Transcribe the records exactly from the line with "Target phrase = front tire" to the end, both included.

↓↓↓

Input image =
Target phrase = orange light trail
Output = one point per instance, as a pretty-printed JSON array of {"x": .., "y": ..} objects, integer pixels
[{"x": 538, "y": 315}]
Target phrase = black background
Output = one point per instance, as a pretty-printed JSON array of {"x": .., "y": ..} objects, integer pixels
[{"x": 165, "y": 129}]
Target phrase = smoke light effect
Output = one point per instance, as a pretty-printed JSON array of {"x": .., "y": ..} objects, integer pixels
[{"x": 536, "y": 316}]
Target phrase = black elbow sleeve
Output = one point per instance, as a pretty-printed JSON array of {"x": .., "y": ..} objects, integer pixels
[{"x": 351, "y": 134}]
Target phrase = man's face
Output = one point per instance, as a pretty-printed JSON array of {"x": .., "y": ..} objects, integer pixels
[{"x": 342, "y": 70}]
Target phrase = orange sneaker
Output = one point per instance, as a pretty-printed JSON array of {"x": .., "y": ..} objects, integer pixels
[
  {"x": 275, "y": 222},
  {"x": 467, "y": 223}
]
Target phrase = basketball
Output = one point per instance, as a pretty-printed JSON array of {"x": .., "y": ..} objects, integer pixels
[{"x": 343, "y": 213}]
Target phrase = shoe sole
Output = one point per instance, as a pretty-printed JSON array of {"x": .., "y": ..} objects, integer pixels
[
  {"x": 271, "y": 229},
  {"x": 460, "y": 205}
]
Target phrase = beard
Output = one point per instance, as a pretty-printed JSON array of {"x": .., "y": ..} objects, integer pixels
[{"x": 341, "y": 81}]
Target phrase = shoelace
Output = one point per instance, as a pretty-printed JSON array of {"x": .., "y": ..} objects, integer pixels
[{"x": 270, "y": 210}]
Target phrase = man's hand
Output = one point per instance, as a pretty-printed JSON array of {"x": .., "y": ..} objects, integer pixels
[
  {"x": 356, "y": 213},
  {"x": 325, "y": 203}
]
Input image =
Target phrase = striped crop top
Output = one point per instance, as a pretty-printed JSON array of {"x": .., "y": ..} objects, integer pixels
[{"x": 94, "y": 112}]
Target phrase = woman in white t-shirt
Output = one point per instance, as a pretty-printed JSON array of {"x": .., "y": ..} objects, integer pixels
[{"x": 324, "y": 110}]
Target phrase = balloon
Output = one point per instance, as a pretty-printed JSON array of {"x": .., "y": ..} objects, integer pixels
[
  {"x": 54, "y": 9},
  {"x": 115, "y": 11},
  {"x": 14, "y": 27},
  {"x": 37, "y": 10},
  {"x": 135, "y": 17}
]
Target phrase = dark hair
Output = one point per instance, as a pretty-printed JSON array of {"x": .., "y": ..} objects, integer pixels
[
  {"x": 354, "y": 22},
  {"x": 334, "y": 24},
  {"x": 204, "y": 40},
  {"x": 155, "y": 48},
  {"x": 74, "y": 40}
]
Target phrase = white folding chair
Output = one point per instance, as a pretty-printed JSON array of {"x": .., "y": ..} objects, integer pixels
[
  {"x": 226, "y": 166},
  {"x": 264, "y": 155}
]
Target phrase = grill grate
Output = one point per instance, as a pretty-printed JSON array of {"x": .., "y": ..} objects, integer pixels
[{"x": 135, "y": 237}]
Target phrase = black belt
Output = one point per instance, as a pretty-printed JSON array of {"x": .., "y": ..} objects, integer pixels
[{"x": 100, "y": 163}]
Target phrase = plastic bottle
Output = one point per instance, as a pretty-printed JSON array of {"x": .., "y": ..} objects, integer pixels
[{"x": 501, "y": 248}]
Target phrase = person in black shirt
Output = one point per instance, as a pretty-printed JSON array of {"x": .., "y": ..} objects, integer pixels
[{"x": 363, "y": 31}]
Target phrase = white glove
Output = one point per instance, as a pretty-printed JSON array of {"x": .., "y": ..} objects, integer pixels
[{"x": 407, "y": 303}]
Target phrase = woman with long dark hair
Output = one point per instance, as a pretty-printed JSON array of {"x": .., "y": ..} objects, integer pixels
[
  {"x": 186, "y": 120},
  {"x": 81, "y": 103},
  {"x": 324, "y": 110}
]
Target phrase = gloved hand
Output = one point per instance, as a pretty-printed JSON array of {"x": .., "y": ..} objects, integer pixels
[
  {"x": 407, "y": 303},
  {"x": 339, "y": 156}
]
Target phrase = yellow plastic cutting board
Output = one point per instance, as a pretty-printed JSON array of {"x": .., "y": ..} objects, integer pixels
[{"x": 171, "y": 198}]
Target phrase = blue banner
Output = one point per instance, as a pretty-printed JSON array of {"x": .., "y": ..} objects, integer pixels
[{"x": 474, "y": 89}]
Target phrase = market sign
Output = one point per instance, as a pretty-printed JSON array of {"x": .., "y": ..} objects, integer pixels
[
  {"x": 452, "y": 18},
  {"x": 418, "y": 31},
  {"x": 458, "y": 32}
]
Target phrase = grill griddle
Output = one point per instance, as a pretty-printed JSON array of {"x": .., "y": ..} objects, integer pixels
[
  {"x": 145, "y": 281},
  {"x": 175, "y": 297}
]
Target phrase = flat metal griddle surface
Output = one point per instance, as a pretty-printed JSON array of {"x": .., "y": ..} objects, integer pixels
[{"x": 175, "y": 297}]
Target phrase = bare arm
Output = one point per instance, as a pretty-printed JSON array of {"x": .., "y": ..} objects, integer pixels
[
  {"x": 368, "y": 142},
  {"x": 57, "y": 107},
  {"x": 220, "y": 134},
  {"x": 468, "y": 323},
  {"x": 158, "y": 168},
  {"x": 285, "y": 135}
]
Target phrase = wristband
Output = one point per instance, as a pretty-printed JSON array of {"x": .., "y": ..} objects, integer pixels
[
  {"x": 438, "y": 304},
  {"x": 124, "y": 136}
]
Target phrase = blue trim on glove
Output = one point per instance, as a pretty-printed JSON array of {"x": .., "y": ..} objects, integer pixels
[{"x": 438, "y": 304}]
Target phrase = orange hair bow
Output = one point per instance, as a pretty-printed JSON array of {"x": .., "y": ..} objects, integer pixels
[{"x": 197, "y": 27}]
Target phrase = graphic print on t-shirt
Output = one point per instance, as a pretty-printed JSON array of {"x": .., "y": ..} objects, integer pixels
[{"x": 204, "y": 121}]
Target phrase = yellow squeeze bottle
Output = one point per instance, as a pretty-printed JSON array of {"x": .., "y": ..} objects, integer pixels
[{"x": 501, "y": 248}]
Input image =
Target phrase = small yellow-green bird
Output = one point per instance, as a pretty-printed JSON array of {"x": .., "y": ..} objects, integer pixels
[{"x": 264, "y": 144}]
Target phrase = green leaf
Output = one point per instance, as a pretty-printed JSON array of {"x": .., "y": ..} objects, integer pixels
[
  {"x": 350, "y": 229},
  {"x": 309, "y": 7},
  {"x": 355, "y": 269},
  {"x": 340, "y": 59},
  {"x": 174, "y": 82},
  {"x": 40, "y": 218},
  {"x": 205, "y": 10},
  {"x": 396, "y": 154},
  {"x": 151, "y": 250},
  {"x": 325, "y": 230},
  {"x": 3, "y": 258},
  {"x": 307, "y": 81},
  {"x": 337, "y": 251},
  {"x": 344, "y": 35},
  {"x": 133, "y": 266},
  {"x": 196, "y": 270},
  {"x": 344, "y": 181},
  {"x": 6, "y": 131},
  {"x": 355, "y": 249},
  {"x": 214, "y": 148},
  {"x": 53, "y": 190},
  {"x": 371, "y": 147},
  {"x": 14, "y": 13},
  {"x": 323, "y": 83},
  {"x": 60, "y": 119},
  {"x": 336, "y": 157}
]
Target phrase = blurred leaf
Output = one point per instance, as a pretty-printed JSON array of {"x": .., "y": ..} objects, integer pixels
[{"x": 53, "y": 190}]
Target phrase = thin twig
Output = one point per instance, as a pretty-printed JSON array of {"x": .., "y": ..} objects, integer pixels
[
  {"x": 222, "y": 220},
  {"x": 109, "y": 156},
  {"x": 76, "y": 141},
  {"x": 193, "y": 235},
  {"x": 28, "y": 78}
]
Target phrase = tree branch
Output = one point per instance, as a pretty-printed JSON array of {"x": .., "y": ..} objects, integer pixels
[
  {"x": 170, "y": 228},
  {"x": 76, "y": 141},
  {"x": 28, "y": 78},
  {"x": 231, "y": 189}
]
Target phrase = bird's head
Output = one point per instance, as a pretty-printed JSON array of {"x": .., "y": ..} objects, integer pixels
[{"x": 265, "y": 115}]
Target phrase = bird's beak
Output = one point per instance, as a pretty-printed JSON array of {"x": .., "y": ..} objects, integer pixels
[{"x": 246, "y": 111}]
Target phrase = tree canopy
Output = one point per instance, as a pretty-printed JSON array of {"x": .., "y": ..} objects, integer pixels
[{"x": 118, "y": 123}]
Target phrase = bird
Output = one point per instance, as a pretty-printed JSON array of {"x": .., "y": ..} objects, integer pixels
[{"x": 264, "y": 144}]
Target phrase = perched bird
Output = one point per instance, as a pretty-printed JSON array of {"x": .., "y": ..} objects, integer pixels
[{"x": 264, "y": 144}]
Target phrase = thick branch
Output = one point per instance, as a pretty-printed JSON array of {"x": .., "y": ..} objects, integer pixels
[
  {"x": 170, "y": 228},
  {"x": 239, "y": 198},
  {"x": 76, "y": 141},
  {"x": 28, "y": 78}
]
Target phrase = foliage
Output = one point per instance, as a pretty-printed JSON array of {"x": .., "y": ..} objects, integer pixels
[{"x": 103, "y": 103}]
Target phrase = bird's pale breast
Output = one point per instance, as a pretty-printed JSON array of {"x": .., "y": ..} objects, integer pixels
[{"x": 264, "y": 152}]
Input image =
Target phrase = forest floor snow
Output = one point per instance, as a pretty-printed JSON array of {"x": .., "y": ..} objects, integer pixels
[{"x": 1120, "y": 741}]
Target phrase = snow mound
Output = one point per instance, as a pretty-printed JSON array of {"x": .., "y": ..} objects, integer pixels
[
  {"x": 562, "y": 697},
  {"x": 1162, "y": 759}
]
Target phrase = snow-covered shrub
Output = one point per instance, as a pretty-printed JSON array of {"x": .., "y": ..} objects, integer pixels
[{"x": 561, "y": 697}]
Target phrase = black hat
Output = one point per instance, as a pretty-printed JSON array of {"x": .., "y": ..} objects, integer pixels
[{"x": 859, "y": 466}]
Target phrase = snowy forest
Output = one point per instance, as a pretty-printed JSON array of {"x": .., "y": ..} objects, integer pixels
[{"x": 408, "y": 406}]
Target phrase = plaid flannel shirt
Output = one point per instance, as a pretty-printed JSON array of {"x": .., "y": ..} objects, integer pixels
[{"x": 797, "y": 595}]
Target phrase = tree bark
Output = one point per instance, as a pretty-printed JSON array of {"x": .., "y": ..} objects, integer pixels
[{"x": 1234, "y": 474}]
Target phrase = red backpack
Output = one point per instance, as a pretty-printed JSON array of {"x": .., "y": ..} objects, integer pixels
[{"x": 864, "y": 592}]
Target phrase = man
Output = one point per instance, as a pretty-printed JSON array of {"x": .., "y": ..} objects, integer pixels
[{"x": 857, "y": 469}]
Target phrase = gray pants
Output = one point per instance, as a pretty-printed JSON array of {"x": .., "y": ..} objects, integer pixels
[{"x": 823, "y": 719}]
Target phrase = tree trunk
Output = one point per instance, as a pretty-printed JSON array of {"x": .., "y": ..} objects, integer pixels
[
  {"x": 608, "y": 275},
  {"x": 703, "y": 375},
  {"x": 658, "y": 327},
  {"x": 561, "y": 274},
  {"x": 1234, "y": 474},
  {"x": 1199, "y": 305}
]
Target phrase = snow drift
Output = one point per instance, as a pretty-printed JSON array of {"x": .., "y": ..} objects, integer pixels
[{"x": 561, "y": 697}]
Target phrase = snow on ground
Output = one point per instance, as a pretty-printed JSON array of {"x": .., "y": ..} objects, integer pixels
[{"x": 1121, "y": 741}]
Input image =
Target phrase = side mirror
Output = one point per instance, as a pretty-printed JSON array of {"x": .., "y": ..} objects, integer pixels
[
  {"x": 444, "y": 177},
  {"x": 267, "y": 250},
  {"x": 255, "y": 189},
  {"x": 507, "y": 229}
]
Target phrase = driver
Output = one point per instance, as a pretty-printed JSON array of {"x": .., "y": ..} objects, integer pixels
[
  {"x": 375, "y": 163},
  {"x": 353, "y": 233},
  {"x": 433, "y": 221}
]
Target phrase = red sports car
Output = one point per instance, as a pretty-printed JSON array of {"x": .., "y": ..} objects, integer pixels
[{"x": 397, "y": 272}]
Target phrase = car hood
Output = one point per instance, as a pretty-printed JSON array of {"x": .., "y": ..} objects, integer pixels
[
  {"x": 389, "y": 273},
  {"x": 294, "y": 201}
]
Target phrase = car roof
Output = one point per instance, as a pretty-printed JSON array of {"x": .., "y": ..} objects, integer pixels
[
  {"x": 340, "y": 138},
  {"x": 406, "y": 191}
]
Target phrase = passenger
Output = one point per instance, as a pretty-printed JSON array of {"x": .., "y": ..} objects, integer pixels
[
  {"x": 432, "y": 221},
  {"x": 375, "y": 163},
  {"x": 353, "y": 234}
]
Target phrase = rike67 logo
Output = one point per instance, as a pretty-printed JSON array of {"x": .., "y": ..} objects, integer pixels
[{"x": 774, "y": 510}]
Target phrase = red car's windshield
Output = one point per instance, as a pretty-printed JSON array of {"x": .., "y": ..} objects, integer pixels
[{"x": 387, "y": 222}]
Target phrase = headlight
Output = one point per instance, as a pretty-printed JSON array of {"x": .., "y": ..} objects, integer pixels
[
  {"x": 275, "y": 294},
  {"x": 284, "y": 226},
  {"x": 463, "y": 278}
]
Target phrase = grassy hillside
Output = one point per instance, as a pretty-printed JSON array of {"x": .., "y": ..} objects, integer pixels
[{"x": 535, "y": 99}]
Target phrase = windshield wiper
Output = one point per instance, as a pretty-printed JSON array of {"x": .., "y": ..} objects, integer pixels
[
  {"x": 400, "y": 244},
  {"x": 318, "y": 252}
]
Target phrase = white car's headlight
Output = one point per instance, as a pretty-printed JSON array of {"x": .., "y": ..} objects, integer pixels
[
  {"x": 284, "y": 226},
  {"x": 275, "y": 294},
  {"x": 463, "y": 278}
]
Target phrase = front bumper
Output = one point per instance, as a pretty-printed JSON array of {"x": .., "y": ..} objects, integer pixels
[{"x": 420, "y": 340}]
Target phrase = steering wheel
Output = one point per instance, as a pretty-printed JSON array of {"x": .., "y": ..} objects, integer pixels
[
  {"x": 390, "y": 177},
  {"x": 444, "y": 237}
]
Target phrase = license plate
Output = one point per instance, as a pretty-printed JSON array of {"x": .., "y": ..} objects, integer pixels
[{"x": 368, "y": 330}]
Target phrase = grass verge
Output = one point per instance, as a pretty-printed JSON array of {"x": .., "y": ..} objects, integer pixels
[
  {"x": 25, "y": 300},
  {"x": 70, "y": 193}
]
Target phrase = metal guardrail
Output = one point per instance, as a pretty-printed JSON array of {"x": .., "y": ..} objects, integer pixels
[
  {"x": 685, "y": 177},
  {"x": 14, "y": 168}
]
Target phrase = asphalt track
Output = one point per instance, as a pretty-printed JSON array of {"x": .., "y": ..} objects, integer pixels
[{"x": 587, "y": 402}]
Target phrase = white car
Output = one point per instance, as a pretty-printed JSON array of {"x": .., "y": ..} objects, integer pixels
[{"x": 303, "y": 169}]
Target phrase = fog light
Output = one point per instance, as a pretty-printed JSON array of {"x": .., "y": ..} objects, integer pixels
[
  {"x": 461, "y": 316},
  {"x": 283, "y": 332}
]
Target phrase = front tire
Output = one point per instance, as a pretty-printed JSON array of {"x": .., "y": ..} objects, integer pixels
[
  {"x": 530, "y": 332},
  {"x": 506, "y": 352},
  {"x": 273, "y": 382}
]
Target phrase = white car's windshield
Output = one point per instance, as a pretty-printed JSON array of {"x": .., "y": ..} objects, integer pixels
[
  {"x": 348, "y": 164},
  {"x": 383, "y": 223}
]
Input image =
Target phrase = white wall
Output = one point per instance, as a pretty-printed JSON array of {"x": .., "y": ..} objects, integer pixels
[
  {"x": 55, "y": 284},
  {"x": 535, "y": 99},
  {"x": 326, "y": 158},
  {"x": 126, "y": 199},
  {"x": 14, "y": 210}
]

↑↑↑

▶ _Result_
Target phrase = front tire
Output = one point per instance, as a pretty-printed JSON array of {"x": .., "y": ..} objects, integer pixels
[
  {"x": 530, "y": 332},
  {"x": 506, "y": 352},
  {"x": 273, "y": 382}
]
Target phrase = white car's windshield
Output = one point per instance, as a pretty-printed JSON array of {"x": .., "y": ..} objects, integer pixels
[
  {"x": 348, "y": 164},
  {"x": 383, "y": 223}
]
Input image =
Target phrase = white wall
Output = one point per instance, as a pretty-printed JSON array of {"x": .., "y": ..} objects, integer pixels
[
  {"x": 55, "y": 284},
  {"x": 535, "y": 99},
  {"x": 326, "y": 158},
  {"x": 126, "y": 199},
  {"x": 14, "y": 210}
]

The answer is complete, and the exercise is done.